• **What is being asked**
Please copy the records below from their first line through the line that contains "x=498, y=268", keeping every line and changing only the coordinates in the answers. Multiply each coordinate by 1.35 and round it to a whole number, with halves rounded up.

-*-*-

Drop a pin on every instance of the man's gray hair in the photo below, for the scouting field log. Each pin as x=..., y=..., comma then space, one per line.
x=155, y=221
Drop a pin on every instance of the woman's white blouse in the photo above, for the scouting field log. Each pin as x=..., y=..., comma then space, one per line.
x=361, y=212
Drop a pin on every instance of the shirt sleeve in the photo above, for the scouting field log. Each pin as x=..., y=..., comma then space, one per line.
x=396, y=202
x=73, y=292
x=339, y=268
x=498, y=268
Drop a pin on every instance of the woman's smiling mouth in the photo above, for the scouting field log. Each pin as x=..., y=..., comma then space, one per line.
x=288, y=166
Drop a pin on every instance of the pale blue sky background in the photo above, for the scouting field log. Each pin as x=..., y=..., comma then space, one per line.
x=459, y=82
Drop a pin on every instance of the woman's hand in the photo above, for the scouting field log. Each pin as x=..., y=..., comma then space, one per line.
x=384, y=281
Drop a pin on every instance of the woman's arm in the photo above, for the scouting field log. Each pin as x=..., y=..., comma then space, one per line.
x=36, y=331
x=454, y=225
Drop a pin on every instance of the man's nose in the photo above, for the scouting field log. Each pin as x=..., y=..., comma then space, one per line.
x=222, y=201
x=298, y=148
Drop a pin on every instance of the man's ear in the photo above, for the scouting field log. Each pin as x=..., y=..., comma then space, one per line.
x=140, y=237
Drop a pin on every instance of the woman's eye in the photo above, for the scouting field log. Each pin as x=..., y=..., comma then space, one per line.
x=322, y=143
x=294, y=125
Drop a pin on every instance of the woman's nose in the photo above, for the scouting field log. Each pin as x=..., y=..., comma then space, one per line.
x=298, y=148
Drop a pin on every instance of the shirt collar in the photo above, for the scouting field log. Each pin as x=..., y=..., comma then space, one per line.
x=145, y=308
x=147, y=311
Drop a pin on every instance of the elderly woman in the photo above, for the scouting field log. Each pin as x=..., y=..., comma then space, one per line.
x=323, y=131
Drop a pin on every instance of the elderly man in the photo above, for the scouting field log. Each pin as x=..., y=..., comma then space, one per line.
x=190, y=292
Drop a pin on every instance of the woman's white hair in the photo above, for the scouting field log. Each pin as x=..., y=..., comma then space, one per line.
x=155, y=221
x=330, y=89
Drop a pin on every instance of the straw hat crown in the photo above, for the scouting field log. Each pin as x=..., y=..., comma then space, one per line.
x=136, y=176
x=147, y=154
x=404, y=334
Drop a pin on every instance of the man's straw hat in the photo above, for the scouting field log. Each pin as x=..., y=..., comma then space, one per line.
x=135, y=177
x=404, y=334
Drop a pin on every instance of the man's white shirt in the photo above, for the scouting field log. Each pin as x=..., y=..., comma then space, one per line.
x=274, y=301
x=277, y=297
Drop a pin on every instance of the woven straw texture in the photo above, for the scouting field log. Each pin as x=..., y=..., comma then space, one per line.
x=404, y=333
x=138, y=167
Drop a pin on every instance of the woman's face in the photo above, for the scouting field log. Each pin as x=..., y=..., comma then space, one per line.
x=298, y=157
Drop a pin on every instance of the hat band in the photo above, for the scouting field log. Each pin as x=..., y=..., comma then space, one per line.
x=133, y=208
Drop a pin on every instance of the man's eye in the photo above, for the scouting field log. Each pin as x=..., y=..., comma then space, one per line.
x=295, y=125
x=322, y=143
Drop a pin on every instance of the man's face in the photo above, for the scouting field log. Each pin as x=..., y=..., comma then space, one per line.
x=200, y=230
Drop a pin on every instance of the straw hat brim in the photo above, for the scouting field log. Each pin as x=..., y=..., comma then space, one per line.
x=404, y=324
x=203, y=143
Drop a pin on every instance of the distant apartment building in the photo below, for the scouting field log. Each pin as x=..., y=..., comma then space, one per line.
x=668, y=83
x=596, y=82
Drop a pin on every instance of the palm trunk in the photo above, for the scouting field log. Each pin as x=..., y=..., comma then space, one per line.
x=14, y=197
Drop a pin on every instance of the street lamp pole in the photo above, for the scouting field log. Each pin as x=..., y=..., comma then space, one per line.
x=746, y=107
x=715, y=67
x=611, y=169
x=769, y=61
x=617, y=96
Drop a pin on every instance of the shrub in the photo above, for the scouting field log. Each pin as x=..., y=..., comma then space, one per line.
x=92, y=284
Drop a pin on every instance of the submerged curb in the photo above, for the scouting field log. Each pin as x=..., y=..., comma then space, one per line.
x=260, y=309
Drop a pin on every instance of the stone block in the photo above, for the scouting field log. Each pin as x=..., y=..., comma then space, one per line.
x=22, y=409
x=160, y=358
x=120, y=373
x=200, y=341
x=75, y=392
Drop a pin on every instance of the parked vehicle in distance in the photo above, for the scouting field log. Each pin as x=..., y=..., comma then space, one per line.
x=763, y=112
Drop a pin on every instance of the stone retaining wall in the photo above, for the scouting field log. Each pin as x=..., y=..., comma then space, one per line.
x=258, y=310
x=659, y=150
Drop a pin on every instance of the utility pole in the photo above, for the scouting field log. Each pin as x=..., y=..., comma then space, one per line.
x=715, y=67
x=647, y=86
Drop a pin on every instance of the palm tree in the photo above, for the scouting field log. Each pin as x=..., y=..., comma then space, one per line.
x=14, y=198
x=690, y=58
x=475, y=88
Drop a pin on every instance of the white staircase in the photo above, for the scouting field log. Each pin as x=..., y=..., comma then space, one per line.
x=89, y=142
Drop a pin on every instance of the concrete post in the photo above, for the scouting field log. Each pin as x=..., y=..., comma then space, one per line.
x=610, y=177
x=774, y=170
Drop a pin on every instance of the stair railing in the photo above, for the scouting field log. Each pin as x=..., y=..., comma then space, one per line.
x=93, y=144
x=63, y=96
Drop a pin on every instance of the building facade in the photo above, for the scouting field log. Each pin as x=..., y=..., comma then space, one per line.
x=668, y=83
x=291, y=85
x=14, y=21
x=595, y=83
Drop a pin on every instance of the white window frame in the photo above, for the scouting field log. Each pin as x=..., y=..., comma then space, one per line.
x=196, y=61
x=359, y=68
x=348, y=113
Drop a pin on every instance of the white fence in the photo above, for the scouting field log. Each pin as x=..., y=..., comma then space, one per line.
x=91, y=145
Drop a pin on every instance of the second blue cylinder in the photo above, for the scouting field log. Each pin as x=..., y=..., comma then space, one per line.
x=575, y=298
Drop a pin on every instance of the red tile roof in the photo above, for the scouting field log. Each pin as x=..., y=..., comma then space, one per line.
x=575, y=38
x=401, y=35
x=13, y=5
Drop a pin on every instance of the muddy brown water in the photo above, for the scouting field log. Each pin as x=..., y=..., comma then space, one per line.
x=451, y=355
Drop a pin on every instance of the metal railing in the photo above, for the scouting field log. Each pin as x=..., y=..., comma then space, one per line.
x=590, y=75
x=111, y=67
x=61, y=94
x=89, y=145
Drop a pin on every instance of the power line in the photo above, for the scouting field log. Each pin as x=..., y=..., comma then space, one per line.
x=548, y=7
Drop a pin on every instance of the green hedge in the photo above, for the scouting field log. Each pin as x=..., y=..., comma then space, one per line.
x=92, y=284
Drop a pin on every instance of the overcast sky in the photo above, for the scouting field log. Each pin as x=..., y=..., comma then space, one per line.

-*-*-

• **Response**
Drop a pin on every instance of the man's gray hair in the photo below, for the scouting field log. Each pin as x=..., y=..., comma then space, one per line.
x=209, y=298
Drop a pin on every instance of the woman's white blouse in the photo above, for the scouting field log. Each pin as x=..., y=..., comma then space, one per line.
x=487, y=286
Drop a pin on every instance of the shirt sleeve in the photo above, for the scouting field log. Each pin as x=..., y=..., comma then space, one per line.
x=535, y=273
x=99, y=394
x=458, y=362
x=672, y=362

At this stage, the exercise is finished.